### Required work
With nothing added or dropped, copy the data that follows exactly.

### Records for the task

'''

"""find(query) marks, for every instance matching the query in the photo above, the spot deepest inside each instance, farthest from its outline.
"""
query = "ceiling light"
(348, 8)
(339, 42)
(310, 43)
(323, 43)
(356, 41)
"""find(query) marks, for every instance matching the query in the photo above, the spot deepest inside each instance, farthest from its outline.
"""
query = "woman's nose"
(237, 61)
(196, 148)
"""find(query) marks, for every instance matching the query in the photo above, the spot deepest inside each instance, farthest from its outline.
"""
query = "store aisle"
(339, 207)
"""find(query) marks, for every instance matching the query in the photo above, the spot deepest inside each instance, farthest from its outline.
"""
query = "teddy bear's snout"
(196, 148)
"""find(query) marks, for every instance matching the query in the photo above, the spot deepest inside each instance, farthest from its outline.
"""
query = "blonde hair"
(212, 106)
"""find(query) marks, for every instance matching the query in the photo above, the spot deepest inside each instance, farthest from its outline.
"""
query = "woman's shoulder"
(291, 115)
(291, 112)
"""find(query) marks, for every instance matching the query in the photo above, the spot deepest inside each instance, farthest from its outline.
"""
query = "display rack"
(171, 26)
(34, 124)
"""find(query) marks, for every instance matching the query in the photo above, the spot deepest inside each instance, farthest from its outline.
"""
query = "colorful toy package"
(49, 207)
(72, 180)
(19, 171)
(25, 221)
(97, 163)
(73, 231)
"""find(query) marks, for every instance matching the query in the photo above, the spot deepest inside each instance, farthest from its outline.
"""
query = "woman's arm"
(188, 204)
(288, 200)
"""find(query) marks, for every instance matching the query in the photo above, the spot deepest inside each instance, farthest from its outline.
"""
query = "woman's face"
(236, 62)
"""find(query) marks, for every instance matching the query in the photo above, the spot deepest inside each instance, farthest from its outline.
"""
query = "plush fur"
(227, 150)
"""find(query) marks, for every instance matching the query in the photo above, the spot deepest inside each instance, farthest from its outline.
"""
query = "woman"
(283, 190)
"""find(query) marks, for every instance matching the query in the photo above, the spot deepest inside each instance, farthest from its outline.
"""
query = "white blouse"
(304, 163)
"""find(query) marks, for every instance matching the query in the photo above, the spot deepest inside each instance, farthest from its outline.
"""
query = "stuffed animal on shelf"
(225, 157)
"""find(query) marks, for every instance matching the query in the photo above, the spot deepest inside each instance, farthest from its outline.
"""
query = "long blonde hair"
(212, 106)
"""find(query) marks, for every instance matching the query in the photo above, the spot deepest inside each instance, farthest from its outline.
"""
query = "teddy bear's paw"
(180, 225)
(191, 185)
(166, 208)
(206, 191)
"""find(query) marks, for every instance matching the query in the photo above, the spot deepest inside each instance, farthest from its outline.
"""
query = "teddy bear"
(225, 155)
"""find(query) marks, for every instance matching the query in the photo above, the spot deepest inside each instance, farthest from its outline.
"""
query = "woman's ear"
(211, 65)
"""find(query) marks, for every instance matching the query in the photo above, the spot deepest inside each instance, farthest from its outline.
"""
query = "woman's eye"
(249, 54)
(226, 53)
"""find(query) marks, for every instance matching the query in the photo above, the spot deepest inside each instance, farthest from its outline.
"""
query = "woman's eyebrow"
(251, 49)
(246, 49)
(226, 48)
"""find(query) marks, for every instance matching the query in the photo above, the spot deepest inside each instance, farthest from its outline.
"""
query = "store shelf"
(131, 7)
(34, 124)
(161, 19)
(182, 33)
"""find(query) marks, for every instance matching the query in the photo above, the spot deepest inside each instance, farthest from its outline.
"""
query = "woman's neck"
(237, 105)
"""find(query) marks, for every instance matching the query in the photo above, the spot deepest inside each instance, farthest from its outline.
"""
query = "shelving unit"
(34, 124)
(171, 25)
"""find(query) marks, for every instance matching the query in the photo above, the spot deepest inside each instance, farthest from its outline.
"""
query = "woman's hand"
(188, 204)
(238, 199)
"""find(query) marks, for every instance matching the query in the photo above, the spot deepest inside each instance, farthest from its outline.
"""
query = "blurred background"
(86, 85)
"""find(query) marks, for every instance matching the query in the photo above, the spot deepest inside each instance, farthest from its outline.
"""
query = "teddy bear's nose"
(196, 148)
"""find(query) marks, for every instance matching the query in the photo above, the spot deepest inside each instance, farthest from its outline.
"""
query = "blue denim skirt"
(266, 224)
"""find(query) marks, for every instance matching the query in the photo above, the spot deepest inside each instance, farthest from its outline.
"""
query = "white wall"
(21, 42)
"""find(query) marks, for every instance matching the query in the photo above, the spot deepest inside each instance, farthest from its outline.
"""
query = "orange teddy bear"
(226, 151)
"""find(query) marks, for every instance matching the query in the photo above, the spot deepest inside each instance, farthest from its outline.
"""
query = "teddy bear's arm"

'''

### Solution for this task
"""find(query) marks, for every instance matching the query in the photo above, the spot deepest inside each instance, farthest from its outline.
"""
query = "ceiling light"
(348, 8)
(339, 42)
(310, 43)
(323, 43)
(356, 41)
"""find(query) marks, for every instance matching the query in the photo above, the spot deepest inside each instance, farthest from its outline.
"""
query = "woman's nose"
(237, 61)
(196, 148)
"""find(query) marks, for every instance matching the query in the photo above, the spot deepest inside each instance, farthest from its outline.
"""
query = "store aisle"
(339, 207)
"""find(query) marks, for every instance matching the query in the photo above, the spot deepest inside each instance, farthest from its outline.
"""
query = "teddy bear's snout"
(196, 148)
"""find(query) marks, for every instance matching the query in the photo above, the spot deepest inside each instance, farthest from its outline.
"""
query = "blonde hair"
(212, 106)
"""find(query) marks, for every instance matching the query in the photo above, the spot deepest inside each instance, farthest from its outline.
"""
query = "woman's shoulder"
(291, 115)
(291, 112)
"""find(query) marks, for every instance matching the query in the photo above, the spot deepest inside each instance, farthest from its outline.
"""
query = "display rack"
(171, 26)
(34, 124)
"""find(query) marks, for every instance matching the query in the photo above, the spot deepest inside each instance, farthest from its outline.
"""
query = "colorful toy package"
(49, 207)
(72, 180)
(19, 171)
(25, 221)
(97, 163)
(73, 231)
"""find(query) marks, for every instance matching the query in the photo above, the spot deepest inside each instance, farthest from its outline.
"""
query = "woman's arm"
(188, 204)
(288, 200)
"""find(query) marks, for every instance matching the query in the photo above, the spot deepest inside each instance, farthest from its outline.
"""
query = "woman's face"
(236, 62)
"""find(query) marks, for every instance matching the query in the photo above, the spot deepest inside each instance, farthest from its outline.
"""
query = "plush fur"
(227, 150)
"""find(query) marks, for every instance matching the query in the photo above, the spot deepest inside each instance, farthest from its outline.
"""
query = "woman"
(283, 190)
"""find(query) marks, for every instance matching the query in the photo above, the spot deepest inside each instance, farthest from its outline.
"""
query = "white blouse"
(304, 163)
"""find(query) marks, for every instance matching the query in the photo above, the spot deepest inside each instance, farthest from its outline.
"""
query = "stuffed animal on shelf"
(225, 157)
"""find(query) marks, for every instance matching the query in the photo above, the spot deepest inside each instance, farthest from its outline.
"""
query = "long blonde hair"
(212, 106)
"""find(query) marks, for every instance matching the query in the photo above, the spot deepest inside each instance, farthest from its outline.
"""
query = "teddy bear's paw"
(180, 225)
(191, 185)
(166, 208)
(206, 191)
"""find(query) marks, for every instance matching the query in the photo above, the spot deepest inside each instance, farthest from its outline.
"""
query = "teddy bear"
(225, 155)
"""find(query) marks, for every instance matching the query in the photo above, the spot deepest inside each instance, farthest from its outline.
"""
query = "woman's ear"
(211, 65)
"""find(query) marks, for every instance matching the query in the photo above, the spot deepest inside each instance, farthest from its outline.
"""
query = "woman's eye"
(249, 54)
(226, 53)
"""find(query) marks, for every instance matching the query in the photo above, the spot deepest inside each instance, farthest from its outline.
"""
query = "woman's eyebrow"
(251, 49)
(246, 49)
(226, 48)
"""find(query) marks, for every instance matching the query in the photo above, the spot deepest inside each instance, farthest from its outline.
"""
query = "store shelf"
(131, 7)
(34, 124)
(161, 19)
(182, 33)
"""find(query) marks, for every instance matching the query in the photo above, the spot deepest inside each instance, farthest from its outline.
"""
query = "woman's neck"
(237, 105)
"""find(query) marks, for every instance matching the query in the photo above, the spot deepest inside each instance, farthest from its outline.
"""
query = "shelving unit"
(34, 124)
(171, 25)
"""find(query) marks, for every instance matching the query in the photo above, the spot deepest inside each instance, farthest from its outline.
"""
query = "woman's hand"
(188, 204)
(238, 199)
"""find(query) marks, for every instance matching the query in the photo above, the spot deepest inside each instance, farthest from its outline.
"""
query = "blurred background"
(86, 85)
"""find(query) marks, for every instance matching the query in the photo above, the spot deepest inside each instance, farthest from its outline.
"""
query = "teddy bear's nose"
(196, 148)
"""find(query) marks, for every instance matching the query in the photo above, the spot deepest inside each instance, farthest from its outline.
"""
query = "blue denim skirt"
(266, 224)
"""find(query) marks, for every instance matching the query in the photo above, the spot deepest inside each instance, farthest from its outline.
"""
query = "white wall"
(21, 42)
"""find(query) marks, for every instance matching the query in the photo above, the spot deepest inside each instance, farthest from its outline.
"""
query = "orange teddy bear"
(226, 151)
"""find(query) marks, for every instance matching the query in the photo above, the spot deepest inside each instance, farthest from its outline.
"""
query = "teddy bear's arm"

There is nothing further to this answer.